▶ [Source excerpt]:
start

In 1997, The Verve had refused to allow The Chart Show to show the video for their single Lucky Man. When the song was mentioned in the top ten and in the indie chart, a message was shown on the screen explaining that they refused to let the video appear on the show, unless the show was redesigned.

Sometimes, when an artist did not have a video for their single, footage of a previous video would be used, and sometimes slowed down or distorted to accompany the track that had no video or a live performance of the single. One notable example was Pearl Jam: From 1993 to 1997, Pearl Jam refused to make promo videos for their singles, and so The Chart Show often used footage from the band's "Even Flow" video to accompany a few seconds of their singles from that time, whenever they appeared on the Rock Chart.

===Sponsorships===

The show had three sponsors over the span of its life. These were Pepe Jeans (1991–1992), Twix (1993–1996) and Tizer (1997). Tizer also sponsored The Chart Show's replacement, CD:UK, for several years. Unlike most sponsorships on UK television, these were incorporated into the show's titles as opposed to being shown as separate clips wrapped around the show in questions.

When Tizer became the new sponsor, the stings caused criticism as they were played at random moments during the titles and end credits, interrupting the show deliberately. Due to the irritation this caused, they were eventually dropped so that the show would run clean.

As part of 'The Vault' repeats, the sponsorships are now either blurred or edited out of the title sequences/end credits to avoid controversy.

===Vault Repeats===

Satellite channel The Vault began repeating 1991–92 and 1996–97 episodes from December 2006 on Saturday mornings, similar to the shows original timeslot on ITV, though not in chronological order. The first episode to be broadcast was the 1992 special. The Vault also aired repeats of the repeats on the following Thursday. Due to the sponsors of the show being included in the show's titles, The Vault had to re-edit the episodes and blur out the sponsors' logos, as they are no longer affiliated with the show. The Video Visuals logo was also cut from the episodes despite Video Visuals being part of CSC Media Group, which owns and operates The Vault.

The repeats also aired without the channel's "V" graphic in the corner of the screen, but on-screen competition graphics were aired and proved unpopular with viewers – such competition graphics still air to this day across the CSC Media Group network. On several occasions, episodes were cut off abruptly to unplanned commercial breaks and blank screens, and some airings were accidentally ones that had already been shown on The Vault's run of the show. One scheduled episode failed to air completely and was replaced with another programme, which led to a double bill being shown the following weekend.

end

▶ [Objectives]:
(A) Retype the passage on The Chart Show word for word, covering everything from "The show had" down to "would run clean.".
(B) Using the passage on The Chart Show, answer these questions:
(i) Which single did The Verve refuse to let the show use the video for in 1997?
(ii) What three sponsors did the show have?
(iii) In what month and year did The Vault begin repeating episodes?
(C) Write a continuation of the passage on The Chart Show, beginning right after its final sentence.
The lines that come after this passage on The Chart Show have no connection to it.

▶ [Data block]:
start

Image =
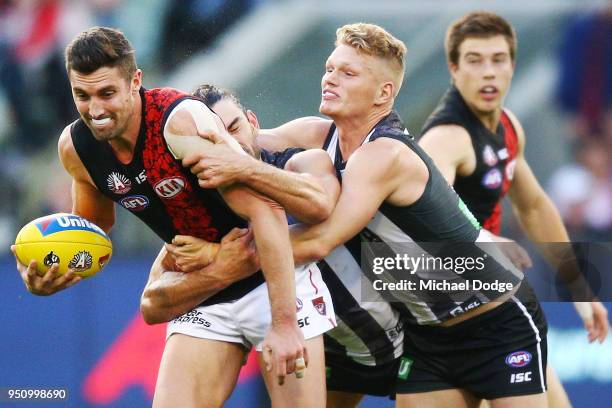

end

▶ [Answers for this exercise]:
(A)
The show had three sponsors over the span of its life. These were Pepe Jeans (1991–1992), Twix (1993–1996) and Tizer (1997). Tizer also sponsored The Chart Show's replacement, CD:UK, for several years. Unlike most sponsorships on UK television, these were incorporated into the show's titles as opposed to being shown as separate clips wrapped around the show in questions.

When Tizer became the new sponsor, the stings caused criticism as they were played at random moments during the titles and end credits, interrupting the show deliberately. Due to the irritation this caused, they were eventually dropped so that the show would run clean.

(B)
(i) Lucky Man
(ii) Pepe Jeans, Twix and Tizer
(iii) December 2006

(C)
The Vault has yet to air pre–1990 editions of the show or editions from 1993 to 1995 as said episodes were (and still are to this day) stored on unplayable formats, and the network does not have compatible machines equipped to play the episodes. The shows were allowed to be converted, but the conversions were apparently very expensive, and the chances of The Vault converting the episodes depended on the popularity of the repeats. However viewing figures began to drop, which led to the showings being dropped in July 2007, and the incompatible editions of the show were ultimately not converted.

In March 2008, Classic Chart Show returned to The Vault by popular demand. Unlike the previous run, the repeats were not advertised; the news only broke on The Vault's website. However, only four episodes were broadcast – two reportedly from the last run of repeats and two new repeats that suffered technical problems, one of which consisted of the first part being repeated three times. The repeats were dropped the following month.

The repeats eventually returned for a third time on Friday 28 November 2008, though re-edited. Instead of blurring the sponsor's logo during the title sequence, scenes displaying the sponsor are entirely cut, and the show starts from when the logo disappears. On 17 January 2009, a scheduled episode of the show failed to air for unknown reasons, and a regular run of music videos took its place. In May 2010, the Vault have been showing repeats of Chart Show episodes from 1997 and 1998 on the channel each day, at 3 pm and 10 pm. The repeats were dropped in March 2011.

===Format Revivals===

====Channel 4====
For two weeks in January 2003, The Chart Show returned to Channel 4 in 60-minute segments in the morning, although these followed a different format, with a voiceover and absent of the faux video recorder graphics that the show was well known for. A similarly formatted version also ran on Chart Show TV during its first few months on air.

====Chart Show TV====
On 6 August 2008, a revival of The Chart Show aired on Chart Show TV. This version is somewhat closer to the original format than that of the short-lived 2003 version.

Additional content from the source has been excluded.